Task brief:
In the records from the start through the line containing "[(172, 53)]", change "photo" to "image" and give those lines again with all else unchanged. Leave the pictures out of the answer.

Recorded data:
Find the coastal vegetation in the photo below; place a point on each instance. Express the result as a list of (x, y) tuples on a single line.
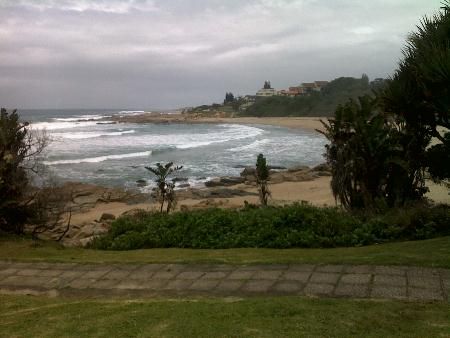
[(262, 176), (19, 158), (321, 103), (297, 225), (166, 189)]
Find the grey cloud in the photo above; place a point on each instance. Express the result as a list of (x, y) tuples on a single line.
[(172, 53)]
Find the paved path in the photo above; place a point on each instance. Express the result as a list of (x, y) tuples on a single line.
[(386, 282)]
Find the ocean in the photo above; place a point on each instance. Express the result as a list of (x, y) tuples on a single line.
[(87, 148)]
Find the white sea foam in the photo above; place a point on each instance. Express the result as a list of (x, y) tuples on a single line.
[(63, 125), (254, 145), (82, 118), (85, 135), (99, 158)]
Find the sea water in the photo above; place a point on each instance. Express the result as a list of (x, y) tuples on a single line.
[(86, 147)]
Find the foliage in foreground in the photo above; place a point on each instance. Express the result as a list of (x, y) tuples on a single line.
[(19, 150), (297, 225)]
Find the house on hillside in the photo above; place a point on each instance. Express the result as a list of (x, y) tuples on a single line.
[(267, 90)]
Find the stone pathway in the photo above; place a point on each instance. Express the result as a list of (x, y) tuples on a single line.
[(359, 281)]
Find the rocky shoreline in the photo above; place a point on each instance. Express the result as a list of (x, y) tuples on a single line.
[(93, 208)]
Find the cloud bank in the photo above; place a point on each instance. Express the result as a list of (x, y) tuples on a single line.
[(163, 54)]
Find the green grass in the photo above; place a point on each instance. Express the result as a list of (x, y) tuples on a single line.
[(431, 253), (25, 316)]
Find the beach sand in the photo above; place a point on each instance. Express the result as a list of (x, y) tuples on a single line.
[(316, 192)]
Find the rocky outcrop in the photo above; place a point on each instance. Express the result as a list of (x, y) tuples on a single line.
[(224, 181)]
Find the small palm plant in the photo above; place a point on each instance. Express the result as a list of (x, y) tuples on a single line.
[(165, 189), (262, 176)]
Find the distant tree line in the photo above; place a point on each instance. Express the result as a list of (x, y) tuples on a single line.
[(321, 103), (379, 147)]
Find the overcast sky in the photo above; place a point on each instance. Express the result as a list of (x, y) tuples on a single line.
[(171, 53)]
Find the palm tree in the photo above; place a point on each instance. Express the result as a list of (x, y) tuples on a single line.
[(262, 176), (165, 188)]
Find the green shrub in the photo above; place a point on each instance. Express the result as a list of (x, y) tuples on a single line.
[(297, 225)]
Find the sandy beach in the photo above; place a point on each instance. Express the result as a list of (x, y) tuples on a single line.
[(314, 190), (306, 123)]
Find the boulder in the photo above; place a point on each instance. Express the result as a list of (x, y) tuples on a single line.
[(322, 167), (224, 181), (107, 217)]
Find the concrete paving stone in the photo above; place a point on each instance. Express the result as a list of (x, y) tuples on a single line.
[(32, 281), (127, 267), (425, 294), (176, 267), (329, 268), (424, 282), (204, 284), (7, 272), (299, 276), (215, 275), (422, 272), (262, 267), (221, 267), (318, 289), (10, 280), (394, 280), (364, 269), (116, 274), (267, 274), (5, 265), (356, 278), (178, 284), (257, 285), (190, 274), (154, 284), (388, 291), (322, 277), (28, 272), (81, 283), (72, 274), (302, 267), (42, 265), (140, 275), (164, 274), (63, 266), (287, 286), (131, 285), (390, 270), (352, 290), (240, 274), (95, 274), (151, 267), (105, 284), (229, 285), (51, 273)]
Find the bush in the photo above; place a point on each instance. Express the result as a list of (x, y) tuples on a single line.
[(297, 225)]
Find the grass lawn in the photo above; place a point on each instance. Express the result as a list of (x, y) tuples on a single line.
[(25, 316), (430, 253)]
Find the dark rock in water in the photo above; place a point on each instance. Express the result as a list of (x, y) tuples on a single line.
[(179, 179), (248, 171), (298, 168), (224, 181), (141, 183), (322, 167), (107, 217)]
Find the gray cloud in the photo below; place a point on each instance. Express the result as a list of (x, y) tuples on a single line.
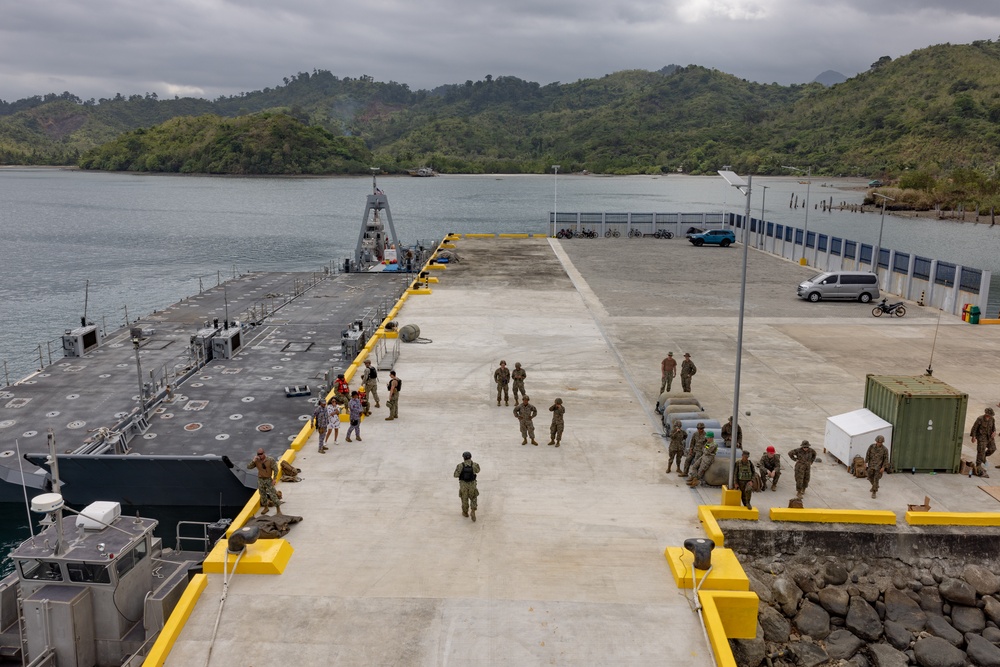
[(214, 47)]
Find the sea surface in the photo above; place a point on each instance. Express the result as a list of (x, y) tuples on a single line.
[(112, 243)]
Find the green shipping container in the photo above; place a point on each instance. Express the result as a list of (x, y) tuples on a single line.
[(927, 417)]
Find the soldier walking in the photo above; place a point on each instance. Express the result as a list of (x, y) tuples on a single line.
[(803, 457), (518, 376), (555, 430), (468, 491), (770, 468), (267, 471), (369, 379), (502, 377), (744, 473), (676, 452), (876, 459), (525, 412), (695, 449), (688, 369), (983, 433), (668, 368)]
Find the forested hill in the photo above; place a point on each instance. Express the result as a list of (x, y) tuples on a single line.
[(935, 110)]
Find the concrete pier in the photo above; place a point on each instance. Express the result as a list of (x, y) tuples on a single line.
[(565, 563)]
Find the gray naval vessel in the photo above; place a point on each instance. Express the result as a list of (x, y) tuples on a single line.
[(167, 410)]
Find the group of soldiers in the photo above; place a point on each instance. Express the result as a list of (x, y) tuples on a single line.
[(525, 411)]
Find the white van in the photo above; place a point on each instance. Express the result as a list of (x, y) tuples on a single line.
[(850, 285)]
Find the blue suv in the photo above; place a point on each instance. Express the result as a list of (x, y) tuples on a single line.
[(721, 237)]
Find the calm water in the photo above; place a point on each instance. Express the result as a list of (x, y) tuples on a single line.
[(143, 242)]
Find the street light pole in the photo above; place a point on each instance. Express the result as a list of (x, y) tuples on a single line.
[(878, 248), (745, 188), (805, 232), (555, 196)]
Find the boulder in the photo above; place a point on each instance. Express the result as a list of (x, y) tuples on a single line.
[(981, 651), (813, 621), (897, 635), (776, 627), (884, 655), (901, 608), (786, 594), (809, 654), (936, 652), (834, 600), (862, 620), (958, 592), (982, 580), (967, 619), (841, 644), (940, 627)]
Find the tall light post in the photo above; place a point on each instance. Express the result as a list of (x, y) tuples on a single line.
[(744, 187), (805, 232), (878, 248), (555, 196)]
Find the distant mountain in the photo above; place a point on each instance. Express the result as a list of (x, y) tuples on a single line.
[(830, 78)]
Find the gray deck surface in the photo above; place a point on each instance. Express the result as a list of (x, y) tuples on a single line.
[(565, 565)]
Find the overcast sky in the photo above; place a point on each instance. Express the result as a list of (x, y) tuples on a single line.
[(207, 48)]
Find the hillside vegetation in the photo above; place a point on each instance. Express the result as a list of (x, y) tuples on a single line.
[(932, 117)]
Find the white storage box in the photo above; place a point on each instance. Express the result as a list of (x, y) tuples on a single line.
[(850, 434)]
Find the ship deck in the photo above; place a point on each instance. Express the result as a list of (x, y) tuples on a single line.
[(565, 564), (227, 408)]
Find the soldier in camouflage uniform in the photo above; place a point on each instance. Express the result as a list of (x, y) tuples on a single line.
[(267, 472), (876, 459), (525, 412), (502, 377), (706, 460), (695, 449), (676, 452), (688, 369), (744, 473), (468, 491), (983, 433), (555, 430), (518, 376), (803, 457)]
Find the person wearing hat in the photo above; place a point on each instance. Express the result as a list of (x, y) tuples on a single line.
[(803, 457), (668, 368), (983, 433), (678, 437), (876, 459), (695, 448), (502, 377), (468, 491), (555, 430), (744, 473), (525, 412), (518, 375), (369, 380), (688, 369), (770, 468), (706, 459)]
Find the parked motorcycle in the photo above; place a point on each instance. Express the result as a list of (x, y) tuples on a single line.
[(896, 309)]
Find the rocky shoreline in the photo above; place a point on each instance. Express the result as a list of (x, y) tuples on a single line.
[(829, 610)]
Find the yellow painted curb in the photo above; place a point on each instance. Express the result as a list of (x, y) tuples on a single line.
[(178, 617), (953, 518), (727, 574), (880, 517), (261, 557)]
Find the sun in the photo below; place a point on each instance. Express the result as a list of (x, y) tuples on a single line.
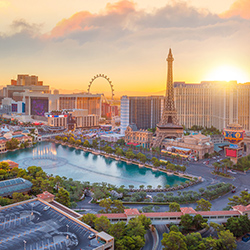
[(227, 73)]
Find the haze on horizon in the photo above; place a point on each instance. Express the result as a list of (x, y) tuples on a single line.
[(66, 43)]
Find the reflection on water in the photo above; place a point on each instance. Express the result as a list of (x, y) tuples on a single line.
[(84, 166), (46, 152)]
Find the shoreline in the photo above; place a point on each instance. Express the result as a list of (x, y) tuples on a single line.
[(188, 177)]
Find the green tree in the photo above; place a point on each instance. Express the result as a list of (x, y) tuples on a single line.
[(238, 226), (63, 197), (72, 140), (174, 241), (135, 227), (130, 243), (203, 205), (4, 165), (89, 219), (94, 143), (102, 224), (198, 221), (78, 142), (186, 221), (146, 222), (12, 144), (118, 230), (194, 241), (86, 144), (106, 203), (226, 240), (243, 199), (117, 207), (174, 207), (119, 151)]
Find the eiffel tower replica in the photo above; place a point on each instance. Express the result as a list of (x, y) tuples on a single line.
[(168, 127)]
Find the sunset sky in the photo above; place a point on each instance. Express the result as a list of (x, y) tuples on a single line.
[(67, 42)]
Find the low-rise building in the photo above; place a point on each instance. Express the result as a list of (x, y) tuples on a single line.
[(12, 164), (70, 119), (197, 144), (17, 185), (38, 224), (140, 137), (217, 138)]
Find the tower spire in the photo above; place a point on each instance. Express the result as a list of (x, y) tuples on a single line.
[(168, 127)]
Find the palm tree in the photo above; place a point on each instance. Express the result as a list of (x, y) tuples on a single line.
[(216, 166)]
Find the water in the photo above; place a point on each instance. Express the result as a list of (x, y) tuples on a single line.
[(83, 166)]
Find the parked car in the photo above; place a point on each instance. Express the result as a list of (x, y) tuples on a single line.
[(91, 236)]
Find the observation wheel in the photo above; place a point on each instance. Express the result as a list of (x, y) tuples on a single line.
[(107, 79)]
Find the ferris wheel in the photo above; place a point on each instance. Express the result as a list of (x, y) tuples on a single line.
[(107, 79)]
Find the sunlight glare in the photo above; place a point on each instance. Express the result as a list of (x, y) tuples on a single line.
[(227, 73)]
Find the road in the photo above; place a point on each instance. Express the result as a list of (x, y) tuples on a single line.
[(161, 229), (149, 243)]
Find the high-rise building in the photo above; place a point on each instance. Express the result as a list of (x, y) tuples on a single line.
[(168, 127), (37, 104), (143, 111), (213, 104), (22, 84)]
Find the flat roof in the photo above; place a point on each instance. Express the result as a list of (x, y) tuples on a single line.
[(8, 187), (43, 226)]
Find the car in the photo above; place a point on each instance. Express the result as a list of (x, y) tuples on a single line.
[(91, 236), (46, 208)]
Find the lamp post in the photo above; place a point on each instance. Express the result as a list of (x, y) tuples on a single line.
[(24, 244)]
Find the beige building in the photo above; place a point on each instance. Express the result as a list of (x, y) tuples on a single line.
[(213, 104), (136, 137), (80, 118), (198, 144), (24, 83), (37, 104)]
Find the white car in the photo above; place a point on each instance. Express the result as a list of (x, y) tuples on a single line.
[(91, 236), (46, 208)]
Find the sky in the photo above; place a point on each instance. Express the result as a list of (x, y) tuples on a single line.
[(66, 42)]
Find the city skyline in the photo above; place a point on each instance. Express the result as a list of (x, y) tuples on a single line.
[(66, 45)]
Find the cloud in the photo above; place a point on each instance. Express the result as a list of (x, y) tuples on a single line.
[(4, 3), (239, 8), (22, 25), (84, 21)]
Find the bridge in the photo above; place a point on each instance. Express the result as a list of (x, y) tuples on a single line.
[(166, 218)]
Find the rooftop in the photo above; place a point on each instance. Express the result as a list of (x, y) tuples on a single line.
[(188, 210), (131, 212), (8, 187), (45, 195), (43, 226)]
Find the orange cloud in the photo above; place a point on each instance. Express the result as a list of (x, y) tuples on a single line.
[(239, 8), (75, 22), (84, 21), (120, 7)]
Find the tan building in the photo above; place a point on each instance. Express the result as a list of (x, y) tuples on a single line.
[(136, 137), (24, 83), (3, 148), (37, 104), (80, 118), (198, 144), (213, 104), (12, 164)]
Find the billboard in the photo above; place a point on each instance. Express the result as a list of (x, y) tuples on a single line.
[(13, 107), (231, 152), (39, 106)]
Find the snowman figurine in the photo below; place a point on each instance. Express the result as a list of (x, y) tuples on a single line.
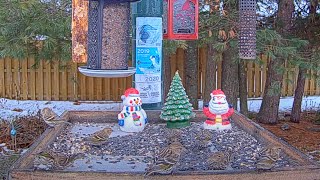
[(218, 112), (132, 118)]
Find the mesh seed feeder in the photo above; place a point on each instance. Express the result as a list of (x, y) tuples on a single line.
[(247, 22), (108, 39), (180, 19)]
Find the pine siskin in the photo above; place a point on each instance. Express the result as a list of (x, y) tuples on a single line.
[(265, 163), (268, 157), (60, 160), (219, 160), (273, 152), (166, 159), (50, 117)]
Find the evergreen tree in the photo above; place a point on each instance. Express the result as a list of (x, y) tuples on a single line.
[(177, 110), (40, 29)]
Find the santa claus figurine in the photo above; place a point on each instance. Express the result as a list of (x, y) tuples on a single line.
[(132, 118), (218, 112)]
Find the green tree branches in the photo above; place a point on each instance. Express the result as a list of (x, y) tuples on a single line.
[(35, 28)]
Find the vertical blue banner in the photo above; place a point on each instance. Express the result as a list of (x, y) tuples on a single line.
[(149, 58)]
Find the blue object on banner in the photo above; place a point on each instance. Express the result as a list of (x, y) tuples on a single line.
[(148, 60)]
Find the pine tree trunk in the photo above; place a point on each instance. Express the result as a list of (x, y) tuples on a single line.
[(210, 74), (298, 95), (191, 73), (270, 103), (167, 75), (269, 109), (229, 76), (243, 93)]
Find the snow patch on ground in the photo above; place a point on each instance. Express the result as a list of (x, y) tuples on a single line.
[(308, 103), (9, 109)]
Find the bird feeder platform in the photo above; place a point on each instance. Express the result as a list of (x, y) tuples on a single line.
[(127, 156)]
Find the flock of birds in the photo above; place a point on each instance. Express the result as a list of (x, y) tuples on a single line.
[(167, 158)]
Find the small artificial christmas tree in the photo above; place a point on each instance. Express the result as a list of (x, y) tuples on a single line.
[(177, 110)]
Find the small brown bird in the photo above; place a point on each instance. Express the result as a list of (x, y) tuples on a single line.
[(99, 136), (273, 152), (60, 160), (219, 160), (50, 117), (166, 159), (268, 157)]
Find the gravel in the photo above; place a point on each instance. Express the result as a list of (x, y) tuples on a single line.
[(126, 151)]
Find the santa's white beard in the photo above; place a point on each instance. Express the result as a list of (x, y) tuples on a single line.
[(218, 108)]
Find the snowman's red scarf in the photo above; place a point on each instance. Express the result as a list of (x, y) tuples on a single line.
[(130, 109), (213, 116)]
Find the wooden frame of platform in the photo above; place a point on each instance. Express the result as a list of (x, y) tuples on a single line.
[(22, 169)]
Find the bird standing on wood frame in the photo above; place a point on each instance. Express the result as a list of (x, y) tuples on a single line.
[(50, 117)]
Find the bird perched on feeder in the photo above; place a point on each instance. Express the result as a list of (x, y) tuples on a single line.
[(166, 159), (50, 117), (99, 136), (268, 157)]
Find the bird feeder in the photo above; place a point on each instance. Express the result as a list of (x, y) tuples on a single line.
[(247, 38), (180, 19), (108, 39)]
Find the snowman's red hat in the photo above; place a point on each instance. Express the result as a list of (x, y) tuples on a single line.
[(217, 92), (130, 92)]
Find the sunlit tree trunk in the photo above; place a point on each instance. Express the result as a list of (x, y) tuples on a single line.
[(243, 93), (229, 77), (270, 104), (191, 73), (167, 75), (298, 94), (210, 74)]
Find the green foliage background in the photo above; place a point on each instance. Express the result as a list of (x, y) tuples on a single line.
[(41, 29)]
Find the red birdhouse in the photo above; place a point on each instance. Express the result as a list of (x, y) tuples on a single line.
[(180, 19)]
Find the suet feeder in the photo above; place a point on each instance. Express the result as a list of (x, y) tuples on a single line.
[(247, 38), (180, 19), (108, 39)]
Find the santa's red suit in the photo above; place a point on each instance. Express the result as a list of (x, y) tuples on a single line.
[(218, 111)]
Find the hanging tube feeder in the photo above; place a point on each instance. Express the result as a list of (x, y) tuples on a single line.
[(108, 39)]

Worked solution:
Find the coastal vegetation in the image below; place a point on each instance. Express the result as a list of (x, y) tuples on a single line.
[(262, 176), (19, 158), (321, 103), (297, 225), (166, 189)]
Find the grey cloud in the image above; place a point on each instance. Express the result as a list of (x, y) tuples on a single line.
[(172, 53)]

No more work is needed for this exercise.